_WHAT YOU NEED TO DO_
Your answer should be an exact copy of the lines from the start of the entries to the line containing "[(128, 103), (95, 339), (0, 224), (20, 262)]", both included.

_SOURCE MATERIAL_
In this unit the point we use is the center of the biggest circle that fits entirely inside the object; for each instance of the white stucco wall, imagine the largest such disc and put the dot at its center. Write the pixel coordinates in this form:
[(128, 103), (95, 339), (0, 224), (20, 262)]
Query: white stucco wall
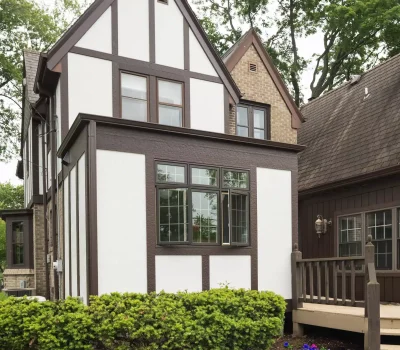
[(199, 61), (89, 86), (83, 281), (133, 29), (207, 106), (121, 222), (178, 273), (66, 237), (274, 235), (74, 243), (234, 270), (98, 37), (169, 34)]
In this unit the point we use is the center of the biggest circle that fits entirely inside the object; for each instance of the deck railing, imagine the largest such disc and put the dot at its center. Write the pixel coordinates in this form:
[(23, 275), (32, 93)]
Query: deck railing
[(336, 273)]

_RESPONSE BELOW_
In this unit the point we use is the center of the biggest circle that fits entirely inside the object; for each instance of the white stucco wall, imagine the largest such disc and put the dot at its center. Write the pixel coordinates in this form:
[(128, 103), (95, 339), (0, 224), (20, 262)]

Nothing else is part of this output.